> [Page]:
"""
I took the opportunity to purchase one lamington, and travelled with it to Lubanda on by a mix of tarmac and dirt roads, wrapped in a single piece of aluminium foil.
Firstly, the lamington travelled incredibly well. It arrived in one solid piece, which is a small miracle in itself given some of the road conditions. The sponge (if you can call it that) was relatively firm, an attribute that was obviously a benefit for travel, but not necessarily demonstrating the kind of light fluffy consistency we have come to expect from a good lamington.
Indeed, Sue exclaimed the sponge was ‘denser than expected’, and concluded it was ‘more like a tea cake’. We all agreed it took a non-traditional form, with Helen adding ‘it took some chewing to get through’, and thought that perhaps the ’density was a problem’. David Ssemwongerere, a first time lamington eater, felt the sponge ‘was really heavy, and when you eat it you feel a little bit heavy’. Not exactly strong praise!
"""
> [Stored records]:
"""
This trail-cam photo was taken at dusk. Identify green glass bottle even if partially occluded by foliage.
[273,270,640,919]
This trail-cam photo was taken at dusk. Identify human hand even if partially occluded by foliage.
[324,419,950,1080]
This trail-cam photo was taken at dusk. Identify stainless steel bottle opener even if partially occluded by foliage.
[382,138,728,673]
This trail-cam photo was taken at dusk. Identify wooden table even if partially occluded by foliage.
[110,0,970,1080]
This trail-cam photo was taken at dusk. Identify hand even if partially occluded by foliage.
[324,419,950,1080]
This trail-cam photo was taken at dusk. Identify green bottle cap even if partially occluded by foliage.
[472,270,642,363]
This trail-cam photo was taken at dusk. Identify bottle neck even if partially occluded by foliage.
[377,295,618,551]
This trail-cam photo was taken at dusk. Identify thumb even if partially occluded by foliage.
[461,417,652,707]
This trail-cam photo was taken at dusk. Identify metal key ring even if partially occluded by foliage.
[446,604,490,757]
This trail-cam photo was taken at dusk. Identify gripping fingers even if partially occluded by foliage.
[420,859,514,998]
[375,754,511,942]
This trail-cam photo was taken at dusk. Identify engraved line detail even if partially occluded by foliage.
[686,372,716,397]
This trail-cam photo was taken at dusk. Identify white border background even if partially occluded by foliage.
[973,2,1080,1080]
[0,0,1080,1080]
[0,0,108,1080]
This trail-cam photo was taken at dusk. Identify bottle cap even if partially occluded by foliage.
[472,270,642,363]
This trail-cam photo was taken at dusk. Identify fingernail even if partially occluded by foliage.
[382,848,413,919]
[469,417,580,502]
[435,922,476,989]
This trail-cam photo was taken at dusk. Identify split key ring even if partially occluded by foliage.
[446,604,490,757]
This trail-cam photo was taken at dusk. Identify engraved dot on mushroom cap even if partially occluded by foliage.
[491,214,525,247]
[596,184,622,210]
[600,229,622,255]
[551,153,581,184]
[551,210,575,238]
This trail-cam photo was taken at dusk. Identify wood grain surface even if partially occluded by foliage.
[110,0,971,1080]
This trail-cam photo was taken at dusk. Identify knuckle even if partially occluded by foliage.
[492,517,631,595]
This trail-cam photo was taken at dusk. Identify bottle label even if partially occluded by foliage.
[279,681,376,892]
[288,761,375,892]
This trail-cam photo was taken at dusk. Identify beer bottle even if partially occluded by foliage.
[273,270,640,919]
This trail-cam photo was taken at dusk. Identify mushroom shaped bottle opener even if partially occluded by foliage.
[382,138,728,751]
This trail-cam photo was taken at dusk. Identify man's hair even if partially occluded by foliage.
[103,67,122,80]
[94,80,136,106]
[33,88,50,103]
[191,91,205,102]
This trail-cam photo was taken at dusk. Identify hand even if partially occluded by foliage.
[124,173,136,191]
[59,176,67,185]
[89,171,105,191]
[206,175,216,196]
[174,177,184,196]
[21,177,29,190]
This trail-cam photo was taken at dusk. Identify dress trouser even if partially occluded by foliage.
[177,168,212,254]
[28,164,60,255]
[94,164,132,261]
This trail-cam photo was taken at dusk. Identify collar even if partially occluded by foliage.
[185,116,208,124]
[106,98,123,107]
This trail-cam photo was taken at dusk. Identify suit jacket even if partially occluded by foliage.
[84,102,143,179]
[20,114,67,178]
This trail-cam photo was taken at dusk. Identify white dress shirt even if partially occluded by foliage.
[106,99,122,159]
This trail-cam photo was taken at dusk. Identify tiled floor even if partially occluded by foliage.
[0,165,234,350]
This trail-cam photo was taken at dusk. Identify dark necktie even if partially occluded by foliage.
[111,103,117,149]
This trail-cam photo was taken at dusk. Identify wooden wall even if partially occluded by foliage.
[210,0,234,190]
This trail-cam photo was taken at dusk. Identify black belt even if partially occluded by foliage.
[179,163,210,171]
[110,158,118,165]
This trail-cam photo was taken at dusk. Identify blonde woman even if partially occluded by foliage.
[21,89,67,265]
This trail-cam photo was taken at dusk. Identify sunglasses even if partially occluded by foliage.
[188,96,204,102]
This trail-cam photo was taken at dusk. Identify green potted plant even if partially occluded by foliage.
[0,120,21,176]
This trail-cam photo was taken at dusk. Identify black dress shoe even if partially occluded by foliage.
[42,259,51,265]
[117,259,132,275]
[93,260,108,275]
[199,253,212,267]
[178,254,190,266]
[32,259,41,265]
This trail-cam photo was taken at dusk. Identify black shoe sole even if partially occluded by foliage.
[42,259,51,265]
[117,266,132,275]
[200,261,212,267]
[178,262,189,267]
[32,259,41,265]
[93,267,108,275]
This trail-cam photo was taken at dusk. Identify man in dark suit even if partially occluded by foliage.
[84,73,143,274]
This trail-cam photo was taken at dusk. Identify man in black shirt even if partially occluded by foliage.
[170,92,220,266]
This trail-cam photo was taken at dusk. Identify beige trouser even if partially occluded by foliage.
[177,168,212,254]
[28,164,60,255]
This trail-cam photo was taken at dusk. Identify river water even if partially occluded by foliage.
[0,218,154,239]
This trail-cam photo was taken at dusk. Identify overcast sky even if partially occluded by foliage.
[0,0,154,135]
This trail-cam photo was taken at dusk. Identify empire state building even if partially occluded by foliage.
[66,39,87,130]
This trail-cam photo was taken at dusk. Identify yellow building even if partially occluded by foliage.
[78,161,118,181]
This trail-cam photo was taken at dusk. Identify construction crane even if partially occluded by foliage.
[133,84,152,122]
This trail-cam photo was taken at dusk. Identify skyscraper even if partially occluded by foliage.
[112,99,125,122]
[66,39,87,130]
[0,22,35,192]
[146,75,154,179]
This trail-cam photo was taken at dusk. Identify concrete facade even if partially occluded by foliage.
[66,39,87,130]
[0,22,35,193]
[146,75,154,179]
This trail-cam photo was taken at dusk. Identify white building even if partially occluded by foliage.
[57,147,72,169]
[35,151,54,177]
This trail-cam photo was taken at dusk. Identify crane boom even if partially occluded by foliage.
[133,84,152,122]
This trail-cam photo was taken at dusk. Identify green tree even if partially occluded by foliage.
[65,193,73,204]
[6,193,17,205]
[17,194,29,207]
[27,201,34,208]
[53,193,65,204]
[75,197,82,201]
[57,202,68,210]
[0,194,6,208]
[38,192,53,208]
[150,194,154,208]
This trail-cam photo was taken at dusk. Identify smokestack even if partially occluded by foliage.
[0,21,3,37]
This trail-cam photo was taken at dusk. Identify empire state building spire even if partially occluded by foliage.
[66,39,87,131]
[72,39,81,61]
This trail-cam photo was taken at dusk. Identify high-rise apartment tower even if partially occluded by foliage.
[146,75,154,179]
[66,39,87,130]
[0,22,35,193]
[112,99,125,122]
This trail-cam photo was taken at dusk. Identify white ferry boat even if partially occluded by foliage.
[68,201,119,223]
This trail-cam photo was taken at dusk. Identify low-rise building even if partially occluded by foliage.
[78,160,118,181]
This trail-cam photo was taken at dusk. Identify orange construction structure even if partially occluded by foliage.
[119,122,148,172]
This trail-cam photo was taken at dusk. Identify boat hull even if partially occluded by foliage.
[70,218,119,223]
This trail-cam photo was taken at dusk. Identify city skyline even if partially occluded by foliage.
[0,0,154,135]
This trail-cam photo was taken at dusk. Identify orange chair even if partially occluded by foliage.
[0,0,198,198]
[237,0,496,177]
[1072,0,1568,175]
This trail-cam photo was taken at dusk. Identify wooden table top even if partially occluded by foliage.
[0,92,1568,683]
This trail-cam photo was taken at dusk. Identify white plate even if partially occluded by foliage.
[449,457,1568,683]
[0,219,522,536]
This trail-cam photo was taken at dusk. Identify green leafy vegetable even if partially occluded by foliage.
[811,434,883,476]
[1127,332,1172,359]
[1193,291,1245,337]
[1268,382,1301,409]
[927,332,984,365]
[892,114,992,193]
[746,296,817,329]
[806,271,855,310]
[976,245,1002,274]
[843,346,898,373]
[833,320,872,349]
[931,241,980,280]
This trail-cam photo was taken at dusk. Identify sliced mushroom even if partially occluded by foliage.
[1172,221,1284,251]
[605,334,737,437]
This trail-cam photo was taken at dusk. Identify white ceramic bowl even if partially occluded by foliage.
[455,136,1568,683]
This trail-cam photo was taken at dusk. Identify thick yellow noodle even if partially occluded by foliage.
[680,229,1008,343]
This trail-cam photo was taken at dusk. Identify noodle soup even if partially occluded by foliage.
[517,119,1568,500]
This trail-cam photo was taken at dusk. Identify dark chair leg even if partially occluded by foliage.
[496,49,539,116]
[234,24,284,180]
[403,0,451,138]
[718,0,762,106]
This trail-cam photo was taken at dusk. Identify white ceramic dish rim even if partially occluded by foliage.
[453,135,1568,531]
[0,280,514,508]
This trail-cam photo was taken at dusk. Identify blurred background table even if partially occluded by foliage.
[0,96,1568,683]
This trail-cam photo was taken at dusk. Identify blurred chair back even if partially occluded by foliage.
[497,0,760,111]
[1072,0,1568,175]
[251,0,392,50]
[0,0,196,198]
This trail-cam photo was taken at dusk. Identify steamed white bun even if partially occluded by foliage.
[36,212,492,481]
"""
> [Task instructions]:
Answer these from the lamington text:
(a) What was the lamington wrapped in for the trip to Lubanda?
(b) What did Sue conclude the sponge was more like?
(c) What kind of lamington eater was David Ssemwongerere?
The rows that come after the text are separate material.

> [Answer to the problem]:
(a) A single piece of aluminium foil
(b) A tea cake
(c) A first-time lamington eater